# Task statement:
Among the entries below, find the line with "Put a dot on each instance of the young", then quote it and each following line up to and including the line with "Put a dot on each instance of the queen", and nothing else.

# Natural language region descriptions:
:::

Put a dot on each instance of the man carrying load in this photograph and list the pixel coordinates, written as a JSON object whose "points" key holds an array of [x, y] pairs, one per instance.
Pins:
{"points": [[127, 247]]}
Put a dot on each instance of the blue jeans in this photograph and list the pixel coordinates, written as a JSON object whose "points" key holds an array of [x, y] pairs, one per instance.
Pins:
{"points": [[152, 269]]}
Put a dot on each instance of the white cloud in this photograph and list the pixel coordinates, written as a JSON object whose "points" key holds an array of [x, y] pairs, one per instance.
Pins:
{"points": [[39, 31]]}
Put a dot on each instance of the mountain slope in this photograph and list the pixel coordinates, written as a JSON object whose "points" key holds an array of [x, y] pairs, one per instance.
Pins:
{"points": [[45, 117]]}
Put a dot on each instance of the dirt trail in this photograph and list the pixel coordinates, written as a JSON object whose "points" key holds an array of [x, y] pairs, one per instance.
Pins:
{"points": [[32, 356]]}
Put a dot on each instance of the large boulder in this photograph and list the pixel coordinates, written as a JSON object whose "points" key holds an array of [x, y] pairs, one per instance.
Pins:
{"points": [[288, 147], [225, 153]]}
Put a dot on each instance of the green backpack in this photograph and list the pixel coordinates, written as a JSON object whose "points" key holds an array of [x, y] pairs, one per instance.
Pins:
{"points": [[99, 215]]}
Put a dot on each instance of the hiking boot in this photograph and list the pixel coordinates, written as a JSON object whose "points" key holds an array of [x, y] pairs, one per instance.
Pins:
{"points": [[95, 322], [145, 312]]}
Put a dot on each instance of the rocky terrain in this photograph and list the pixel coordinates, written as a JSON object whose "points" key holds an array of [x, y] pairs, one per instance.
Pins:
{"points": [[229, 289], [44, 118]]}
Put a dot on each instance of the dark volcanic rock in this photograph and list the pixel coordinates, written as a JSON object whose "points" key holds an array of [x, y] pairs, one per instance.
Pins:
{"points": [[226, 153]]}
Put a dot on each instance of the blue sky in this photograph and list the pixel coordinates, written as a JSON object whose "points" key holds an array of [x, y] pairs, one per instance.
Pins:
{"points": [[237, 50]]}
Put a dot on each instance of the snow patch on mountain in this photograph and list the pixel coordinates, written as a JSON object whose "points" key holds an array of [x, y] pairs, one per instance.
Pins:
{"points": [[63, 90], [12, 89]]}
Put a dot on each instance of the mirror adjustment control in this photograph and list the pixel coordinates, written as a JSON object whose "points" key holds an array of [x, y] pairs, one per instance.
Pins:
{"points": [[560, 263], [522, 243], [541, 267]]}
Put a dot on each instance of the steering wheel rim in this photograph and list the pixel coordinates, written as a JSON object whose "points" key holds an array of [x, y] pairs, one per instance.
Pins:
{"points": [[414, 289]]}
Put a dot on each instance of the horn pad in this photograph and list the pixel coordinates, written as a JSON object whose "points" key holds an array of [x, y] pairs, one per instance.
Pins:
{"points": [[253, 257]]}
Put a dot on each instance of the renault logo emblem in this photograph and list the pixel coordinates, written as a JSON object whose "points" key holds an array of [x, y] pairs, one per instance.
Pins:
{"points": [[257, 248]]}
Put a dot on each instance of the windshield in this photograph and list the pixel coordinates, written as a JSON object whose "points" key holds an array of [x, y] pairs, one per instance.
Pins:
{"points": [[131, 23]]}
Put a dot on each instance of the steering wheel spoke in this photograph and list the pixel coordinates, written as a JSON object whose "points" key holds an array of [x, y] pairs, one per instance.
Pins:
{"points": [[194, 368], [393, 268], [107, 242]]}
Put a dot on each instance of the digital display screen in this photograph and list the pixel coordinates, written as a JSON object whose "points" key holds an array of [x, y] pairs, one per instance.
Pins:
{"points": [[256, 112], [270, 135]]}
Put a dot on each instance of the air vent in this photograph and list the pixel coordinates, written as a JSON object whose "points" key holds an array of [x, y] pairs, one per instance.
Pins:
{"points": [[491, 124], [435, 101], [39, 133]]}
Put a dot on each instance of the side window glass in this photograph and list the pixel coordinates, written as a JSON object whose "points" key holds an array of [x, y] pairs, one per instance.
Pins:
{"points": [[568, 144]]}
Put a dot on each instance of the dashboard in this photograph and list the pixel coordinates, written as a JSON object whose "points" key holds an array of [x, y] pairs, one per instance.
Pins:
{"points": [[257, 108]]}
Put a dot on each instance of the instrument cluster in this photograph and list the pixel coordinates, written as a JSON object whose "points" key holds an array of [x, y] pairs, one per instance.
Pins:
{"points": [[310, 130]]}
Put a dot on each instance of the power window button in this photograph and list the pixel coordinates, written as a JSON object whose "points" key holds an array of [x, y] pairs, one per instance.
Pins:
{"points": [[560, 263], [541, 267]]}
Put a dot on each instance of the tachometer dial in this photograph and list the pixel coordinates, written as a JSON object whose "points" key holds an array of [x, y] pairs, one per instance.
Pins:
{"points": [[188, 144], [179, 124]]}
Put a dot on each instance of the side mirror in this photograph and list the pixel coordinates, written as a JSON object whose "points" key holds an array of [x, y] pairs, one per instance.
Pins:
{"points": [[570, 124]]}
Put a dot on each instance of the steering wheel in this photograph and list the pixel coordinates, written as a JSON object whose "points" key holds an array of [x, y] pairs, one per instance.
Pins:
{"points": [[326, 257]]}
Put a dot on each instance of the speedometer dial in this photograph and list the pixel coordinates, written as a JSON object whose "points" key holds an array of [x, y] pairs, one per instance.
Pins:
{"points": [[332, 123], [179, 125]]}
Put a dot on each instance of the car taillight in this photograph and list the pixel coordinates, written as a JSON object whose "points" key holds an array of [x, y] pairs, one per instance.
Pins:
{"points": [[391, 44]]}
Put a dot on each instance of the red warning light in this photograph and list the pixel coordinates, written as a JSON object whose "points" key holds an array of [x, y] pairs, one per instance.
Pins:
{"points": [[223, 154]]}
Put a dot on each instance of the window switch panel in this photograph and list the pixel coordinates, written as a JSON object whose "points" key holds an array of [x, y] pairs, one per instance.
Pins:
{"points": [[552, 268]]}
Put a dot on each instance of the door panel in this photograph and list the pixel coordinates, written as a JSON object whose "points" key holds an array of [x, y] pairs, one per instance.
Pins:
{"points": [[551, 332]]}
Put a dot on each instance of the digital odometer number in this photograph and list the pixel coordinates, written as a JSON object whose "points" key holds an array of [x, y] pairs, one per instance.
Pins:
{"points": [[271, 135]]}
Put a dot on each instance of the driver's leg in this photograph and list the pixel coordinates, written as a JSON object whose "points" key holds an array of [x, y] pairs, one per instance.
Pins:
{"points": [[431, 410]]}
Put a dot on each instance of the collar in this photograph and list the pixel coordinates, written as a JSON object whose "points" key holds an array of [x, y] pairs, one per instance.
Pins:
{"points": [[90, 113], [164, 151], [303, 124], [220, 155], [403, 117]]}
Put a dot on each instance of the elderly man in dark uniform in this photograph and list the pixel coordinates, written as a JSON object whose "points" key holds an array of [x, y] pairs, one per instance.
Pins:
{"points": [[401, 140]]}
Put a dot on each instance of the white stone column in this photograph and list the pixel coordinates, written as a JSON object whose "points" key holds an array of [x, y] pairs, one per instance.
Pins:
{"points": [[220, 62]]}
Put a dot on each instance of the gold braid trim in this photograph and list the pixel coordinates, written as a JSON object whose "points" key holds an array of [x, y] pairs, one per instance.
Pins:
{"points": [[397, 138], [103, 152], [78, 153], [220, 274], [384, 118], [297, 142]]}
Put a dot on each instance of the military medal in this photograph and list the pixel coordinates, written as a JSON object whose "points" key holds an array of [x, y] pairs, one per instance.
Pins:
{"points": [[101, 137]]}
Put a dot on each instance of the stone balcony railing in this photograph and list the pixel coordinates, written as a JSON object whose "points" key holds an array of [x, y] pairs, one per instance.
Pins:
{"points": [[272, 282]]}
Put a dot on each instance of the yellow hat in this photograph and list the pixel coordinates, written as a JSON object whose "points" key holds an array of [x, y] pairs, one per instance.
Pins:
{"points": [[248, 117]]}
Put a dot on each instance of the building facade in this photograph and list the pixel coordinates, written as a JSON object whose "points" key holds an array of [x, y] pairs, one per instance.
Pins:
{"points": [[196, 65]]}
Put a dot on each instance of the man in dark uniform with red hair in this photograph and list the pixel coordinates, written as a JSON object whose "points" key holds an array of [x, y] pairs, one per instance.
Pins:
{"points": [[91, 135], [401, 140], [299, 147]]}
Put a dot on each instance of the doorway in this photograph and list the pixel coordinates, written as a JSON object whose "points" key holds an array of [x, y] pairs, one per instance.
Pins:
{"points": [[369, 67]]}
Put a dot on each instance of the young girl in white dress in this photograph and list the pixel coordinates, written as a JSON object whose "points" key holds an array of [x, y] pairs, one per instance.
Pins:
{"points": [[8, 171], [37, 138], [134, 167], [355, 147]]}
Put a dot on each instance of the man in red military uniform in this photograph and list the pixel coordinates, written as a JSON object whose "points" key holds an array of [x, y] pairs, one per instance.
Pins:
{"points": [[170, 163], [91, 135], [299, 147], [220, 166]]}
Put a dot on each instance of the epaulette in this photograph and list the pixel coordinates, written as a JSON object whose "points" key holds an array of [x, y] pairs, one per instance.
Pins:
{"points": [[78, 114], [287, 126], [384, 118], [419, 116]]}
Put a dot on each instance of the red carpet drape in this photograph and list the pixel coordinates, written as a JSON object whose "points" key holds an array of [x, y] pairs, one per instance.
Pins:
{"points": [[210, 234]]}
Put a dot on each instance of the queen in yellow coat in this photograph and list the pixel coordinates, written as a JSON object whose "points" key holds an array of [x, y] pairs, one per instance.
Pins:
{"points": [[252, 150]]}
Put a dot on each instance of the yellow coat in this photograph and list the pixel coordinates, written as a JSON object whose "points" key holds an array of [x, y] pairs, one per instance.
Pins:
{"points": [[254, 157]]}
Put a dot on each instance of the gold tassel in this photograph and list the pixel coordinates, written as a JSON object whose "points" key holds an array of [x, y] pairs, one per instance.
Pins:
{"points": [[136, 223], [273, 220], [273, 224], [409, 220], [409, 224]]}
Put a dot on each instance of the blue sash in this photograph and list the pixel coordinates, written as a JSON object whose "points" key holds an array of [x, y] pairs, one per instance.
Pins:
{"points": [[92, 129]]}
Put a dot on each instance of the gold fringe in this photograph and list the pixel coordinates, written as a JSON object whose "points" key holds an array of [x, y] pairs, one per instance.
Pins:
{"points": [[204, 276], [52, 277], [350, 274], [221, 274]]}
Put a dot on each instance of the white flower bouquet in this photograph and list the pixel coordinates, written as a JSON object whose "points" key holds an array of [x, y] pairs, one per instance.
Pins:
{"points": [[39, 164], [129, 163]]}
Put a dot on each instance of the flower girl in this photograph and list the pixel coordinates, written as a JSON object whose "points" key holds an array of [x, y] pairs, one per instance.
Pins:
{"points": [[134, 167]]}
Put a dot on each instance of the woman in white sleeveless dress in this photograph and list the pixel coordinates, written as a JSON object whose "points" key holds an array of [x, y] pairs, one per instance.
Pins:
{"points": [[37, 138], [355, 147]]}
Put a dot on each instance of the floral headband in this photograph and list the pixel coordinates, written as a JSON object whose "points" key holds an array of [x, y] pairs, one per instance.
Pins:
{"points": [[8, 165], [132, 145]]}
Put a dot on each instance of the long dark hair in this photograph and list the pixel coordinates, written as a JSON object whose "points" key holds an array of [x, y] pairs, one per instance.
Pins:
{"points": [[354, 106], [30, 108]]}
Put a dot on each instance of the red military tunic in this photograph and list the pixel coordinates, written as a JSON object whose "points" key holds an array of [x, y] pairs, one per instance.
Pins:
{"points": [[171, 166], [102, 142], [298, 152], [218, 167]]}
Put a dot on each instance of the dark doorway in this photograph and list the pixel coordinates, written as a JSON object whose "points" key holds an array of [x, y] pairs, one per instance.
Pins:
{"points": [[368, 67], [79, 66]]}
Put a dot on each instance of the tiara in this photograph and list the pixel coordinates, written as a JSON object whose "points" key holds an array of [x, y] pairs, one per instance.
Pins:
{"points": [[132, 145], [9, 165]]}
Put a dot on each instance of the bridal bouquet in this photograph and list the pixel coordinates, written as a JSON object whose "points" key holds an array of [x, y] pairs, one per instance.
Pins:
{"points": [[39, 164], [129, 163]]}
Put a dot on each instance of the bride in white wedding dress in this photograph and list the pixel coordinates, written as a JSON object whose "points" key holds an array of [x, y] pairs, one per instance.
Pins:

:::

# Solution to the problem:
Put a dot on each instance of the young girl in white dress in this photograph and list the pixel coordinates, written as a JSON object whose "points" key holds an array of [x, y] pairs, one per instance.
Pins:
{"points": [[8, 171], [37, 138], [134, 167], [355, 147]]}
Put a dot on each instance of the man in red military uniform in this photograph and list the pixel coordinates, written as a JSON object whose "points" key holds an array of [x, y] pairs, one per instance.
Pins:
{"points": [[170, 163], [91, 135], [299, 147], [220, 166]]}
Put a dot on each instance of the epaulette in this photograph and list the pixel coordinates, written as a JSON object whose "points" key holds an array of [x, y] pairs, one per instance.
Pins:
{"points": [[78, 114], [287, 126], [384, 118], [419, 116]]}
Put a dot on each instance of the red carpet drape in this photograph and list the pixel coordinates, written as a JSON object whose "points" key holds an array of [x, y] pairs, one per instance.
Pins:
{"points": [[210, 234]]}
Put a dot on each instance of the queen in yellow coat in this photograph and list the pixel coordinates, written as a JSON object whose "points" key holds an array of [x, y] pairs, one per instance.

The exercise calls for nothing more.